▶ **Exercise details**
Reproduce verbatim the part of the material that begins with the line containing "of the hillside" and ends with the line containing "158], [108, 160]]", both of those lines included.

[Some records]
------------------------------------------------------------------------
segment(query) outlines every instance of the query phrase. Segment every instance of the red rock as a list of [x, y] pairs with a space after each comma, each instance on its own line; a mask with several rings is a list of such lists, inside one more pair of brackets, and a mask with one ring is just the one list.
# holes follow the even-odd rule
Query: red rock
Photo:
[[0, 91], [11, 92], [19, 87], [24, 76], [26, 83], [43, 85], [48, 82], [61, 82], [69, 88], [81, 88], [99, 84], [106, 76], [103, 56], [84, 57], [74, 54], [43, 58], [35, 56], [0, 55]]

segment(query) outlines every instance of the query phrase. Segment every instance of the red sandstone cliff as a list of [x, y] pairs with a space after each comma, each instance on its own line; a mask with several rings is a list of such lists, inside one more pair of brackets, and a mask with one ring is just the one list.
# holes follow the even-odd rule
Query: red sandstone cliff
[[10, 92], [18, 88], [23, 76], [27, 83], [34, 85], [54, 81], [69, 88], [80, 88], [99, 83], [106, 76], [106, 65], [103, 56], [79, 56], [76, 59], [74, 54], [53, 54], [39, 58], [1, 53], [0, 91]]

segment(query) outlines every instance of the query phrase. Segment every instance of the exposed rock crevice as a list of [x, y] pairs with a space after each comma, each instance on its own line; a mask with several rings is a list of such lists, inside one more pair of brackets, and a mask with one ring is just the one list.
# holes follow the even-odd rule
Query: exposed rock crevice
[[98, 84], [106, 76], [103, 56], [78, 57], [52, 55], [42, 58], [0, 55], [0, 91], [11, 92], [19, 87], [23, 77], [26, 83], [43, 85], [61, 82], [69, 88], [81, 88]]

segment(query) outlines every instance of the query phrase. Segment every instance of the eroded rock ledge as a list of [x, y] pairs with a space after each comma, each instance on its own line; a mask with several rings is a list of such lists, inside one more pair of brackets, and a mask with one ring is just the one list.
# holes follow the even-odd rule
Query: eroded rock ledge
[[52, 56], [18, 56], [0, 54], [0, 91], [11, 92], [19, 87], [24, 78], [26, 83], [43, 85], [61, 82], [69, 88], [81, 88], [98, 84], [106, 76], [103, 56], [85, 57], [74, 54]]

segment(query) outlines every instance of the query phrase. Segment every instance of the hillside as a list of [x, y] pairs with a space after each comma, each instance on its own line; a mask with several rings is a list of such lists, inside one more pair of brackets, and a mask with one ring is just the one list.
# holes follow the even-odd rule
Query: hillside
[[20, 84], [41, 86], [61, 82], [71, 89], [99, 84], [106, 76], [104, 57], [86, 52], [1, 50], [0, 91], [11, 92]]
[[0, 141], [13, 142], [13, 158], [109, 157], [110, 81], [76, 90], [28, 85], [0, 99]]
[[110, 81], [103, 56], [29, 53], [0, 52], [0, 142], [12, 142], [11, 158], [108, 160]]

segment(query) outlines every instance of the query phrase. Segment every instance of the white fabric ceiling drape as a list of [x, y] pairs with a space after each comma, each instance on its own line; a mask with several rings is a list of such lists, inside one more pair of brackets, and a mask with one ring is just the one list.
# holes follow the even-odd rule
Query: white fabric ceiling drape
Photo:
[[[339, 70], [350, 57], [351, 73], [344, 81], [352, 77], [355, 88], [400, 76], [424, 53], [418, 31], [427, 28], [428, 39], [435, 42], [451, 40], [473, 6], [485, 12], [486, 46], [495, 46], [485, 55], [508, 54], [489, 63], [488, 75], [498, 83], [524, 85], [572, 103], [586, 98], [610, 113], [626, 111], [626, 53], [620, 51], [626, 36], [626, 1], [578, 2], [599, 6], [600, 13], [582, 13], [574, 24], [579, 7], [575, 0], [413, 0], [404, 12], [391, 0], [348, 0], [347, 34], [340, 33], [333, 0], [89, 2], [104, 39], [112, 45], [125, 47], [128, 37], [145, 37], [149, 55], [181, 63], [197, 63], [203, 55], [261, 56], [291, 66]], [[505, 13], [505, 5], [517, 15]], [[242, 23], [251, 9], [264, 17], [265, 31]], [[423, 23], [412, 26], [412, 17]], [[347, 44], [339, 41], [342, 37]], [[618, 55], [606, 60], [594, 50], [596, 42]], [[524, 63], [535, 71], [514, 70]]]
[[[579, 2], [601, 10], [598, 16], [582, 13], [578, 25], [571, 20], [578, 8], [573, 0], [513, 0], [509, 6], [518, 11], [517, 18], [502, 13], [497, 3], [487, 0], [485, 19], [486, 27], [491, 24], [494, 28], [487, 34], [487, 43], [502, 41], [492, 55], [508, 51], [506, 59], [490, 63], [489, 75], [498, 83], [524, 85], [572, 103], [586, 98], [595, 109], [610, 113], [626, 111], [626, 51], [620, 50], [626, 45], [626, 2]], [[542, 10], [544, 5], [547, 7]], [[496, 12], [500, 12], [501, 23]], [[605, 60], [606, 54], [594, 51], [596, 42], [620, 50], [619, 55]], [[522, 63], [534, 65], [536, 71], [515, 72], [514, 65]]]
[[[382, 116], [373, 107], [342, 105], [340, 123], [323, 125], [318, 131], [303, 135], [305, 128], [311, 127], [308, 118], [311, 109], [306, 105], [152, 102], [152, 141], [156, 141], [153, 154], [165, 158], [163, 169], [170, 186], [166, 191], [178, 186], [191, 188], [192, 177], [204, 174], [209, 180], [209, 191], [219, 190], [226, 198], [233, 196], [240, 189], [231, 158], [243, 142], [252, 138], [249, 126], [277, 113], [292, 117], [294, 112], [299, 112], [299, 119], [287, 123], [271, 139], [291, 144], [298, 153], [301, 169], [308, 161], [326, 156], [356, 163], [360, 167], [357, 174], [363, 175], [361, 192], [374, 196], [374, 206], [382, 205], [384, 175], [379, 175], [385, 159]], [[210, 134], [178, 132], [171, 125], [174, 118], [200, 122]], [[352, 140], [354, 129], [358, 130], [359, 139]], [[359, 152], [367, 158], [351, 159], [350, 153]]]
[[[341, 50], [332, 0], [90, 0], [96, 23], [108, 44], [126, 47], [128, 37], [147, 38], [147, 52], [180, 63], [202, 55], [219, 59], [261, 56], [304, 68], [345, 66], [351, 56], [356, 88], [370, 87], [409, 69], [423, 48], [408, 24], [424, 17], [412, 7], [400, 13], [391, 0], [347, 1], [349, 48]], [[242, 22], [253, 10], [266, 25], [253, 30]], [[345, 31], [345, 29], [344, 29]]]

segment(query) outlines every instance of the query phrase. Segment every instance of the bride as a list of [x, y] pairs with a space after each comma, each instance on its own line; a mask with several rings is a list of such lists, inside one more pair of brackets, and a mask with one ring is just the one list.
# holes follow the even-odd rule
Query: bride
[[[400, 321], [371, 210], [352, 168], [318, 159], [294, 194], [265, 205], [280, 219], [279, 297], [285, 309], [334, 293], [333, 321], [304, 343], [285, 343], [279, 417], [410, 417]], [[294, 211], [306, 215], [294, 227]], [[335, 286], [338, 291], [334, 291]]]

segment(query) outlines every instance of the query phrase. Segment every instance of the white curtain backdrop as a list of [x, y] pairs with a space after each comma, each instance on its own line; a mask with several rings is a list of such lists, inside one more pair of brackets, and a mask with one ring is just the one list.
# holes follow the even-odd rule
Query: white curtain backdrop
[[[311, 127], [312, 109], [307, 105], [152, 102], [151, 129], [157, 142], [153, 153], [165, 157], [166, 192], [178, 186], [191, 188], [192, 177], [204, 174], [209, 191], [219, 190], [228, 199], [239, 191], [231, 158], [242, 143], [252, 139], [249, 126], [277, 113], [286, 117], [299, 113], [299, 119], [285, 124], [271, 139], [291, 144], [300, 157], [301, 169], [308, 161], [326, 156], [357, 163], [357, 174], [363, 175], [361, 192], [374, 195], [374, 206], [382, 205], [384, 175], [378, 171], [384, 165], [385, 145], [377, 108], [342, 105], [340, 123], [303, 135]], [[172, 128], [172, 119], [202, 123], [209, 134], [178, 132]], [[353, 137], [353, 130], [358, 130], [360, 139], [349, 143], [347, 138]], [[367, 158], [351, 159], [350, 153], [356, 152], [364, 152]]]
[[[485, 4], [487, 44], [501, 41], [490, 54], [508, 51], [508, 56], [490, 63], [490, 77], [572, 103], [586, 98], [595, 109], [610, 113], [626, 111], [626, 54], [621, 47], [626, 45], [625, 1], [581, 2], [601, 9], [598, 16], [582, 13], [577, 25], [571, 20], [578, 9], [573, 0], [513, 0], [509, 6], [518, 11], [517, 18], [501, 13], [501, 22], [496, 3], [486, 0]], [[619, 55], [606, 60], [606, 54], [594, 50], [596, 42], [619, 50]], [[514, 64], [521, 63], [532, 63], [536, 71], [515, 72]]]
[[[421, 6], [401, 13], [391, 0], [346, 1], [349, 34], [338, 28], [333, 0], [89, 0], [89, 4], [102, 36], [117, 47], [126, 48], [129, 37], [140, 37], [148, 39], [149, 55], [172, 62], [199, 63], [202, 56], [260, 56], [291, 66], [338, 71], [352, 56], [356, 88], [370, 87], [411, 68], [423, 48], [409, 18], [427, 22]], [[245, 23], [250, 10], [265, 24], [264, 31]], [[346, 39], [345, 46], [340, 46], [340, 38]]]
------------------------------------------------------------------------
▶ **Solution below**
segment(query) outlines every instance of the query phrase. Segment every instance of the hillside as a list of [x, y] pairs with a space after each comma, each instance on its own line; a mask with several rings is a list of such lists, inside one more pair of brackets, and a mask with one ring is just the one list.
# holes follow the even-odd rule
Query: hillside
[[20, 84], [41, 86], [61, 82], [71, 89], [99, 84], [106, 76], [104, 57], [86, 52], [1, 50], [0, 91], [11, 92]]
[[0, 141], [13, 142], [13, 158], [109, 157], [110, 81], [76, 90], [28, 85], [0, 99]]
[[110, 81], [103, 56], [29, 53], [0, 52], [0, 142], [12, 142], [11, 158], [108, 160]]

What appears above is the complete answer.